#### [Kaynak metin]
---------------
Namazı engelleyenlere beddua

gülgüzeli

Yeni Üye
Üye
Namazı engelleyenlere beddua
Hendek Savaşı sırasında düşman çok yoğun bir şekilde Peygamber Efendimiz (a.s.m) ve ashabını ok yağmuruna tutmuştu.
Efendimiz, üzerinde zırh, başında miğfer çadırının önünde duruyordu.
Hz. Cabir (r.a.) o ânı şu şekilde anlatıyordu:
– Müşrikler, o gün, bizimle durmadan çarpıştılar. Askerle­rini takım takım ayırdılar. Halid bin Velid kumandasındaki bü­yük ve ağır bir fırkalarını Resulullah’ın (a.s.m.) bulunduğu yere yönelttiler. O gün, gecenin geç saatlerine kadar çarpıştılar.
Ne Resulullah ve ne de Müslümanlar yerlerinden bir an bi­le ayrılma imkân ve fırsatını bulamadılar.
---------------
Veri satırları
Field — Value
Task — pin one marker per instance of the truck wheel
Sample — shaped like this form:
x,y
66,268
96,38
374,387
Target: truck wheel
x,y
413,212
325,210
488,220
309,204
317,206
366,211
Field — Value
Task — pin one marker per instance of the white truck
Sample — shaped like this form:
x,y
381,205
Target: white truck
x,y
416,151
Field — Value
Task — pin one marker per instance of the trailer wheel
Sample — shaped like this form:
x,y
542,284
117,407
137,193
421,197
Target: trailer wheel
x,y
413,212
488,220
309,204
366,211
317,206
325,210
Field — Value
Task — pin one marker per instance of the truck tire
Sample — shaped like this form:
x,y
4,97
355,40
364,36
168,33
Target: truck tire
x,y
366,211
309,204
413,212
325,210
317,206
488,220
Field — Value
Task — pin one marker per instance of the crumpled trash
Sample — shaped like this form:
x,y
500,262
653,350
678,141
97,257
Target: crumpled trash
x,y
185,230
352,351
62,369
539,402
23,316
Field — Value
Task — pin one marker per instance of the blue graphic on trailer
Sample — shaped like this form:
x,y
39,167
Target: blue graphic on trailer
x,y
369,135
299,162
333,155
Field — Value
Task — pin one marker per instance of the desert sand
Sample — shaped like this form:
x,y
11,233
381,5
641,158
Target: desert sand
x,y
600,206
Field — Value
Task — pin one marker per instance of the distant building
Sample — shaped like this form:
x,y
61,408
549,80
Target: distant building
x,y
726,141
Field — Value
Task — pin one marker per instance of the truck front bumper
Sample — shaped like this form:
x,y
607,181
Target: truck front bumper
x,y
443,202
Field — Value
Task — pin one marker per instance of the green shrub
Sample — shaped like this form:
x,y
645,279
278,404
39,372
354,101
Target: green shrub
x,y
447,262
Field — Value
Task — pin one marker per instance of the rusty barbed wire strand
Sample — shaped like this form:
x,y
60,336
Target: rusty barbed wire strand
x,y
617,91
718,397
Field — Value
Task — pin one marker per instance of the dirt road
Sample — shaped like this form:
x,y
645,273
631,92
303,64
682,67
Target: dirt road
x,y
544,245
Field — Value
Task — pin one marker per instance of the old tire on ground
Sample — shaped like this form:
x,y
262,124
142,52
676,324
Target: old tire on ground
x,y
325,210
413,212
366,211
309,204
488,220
---------------
#### [Görevler]
A - Hendek Savaşı metnine göre müşrikler, Halid bin Velid kumandasındaki fırkayı nereye yönelttiler?
B - Lütfen kayıtlarda "wire" kelimesini içeren satırları sayın ve yalnızca sayıyı yazın.

#### [Alıştırma cevapları]
A - Resulullah'ın (a.s.m.) bulunduğu yere yönelttiler.

B - 2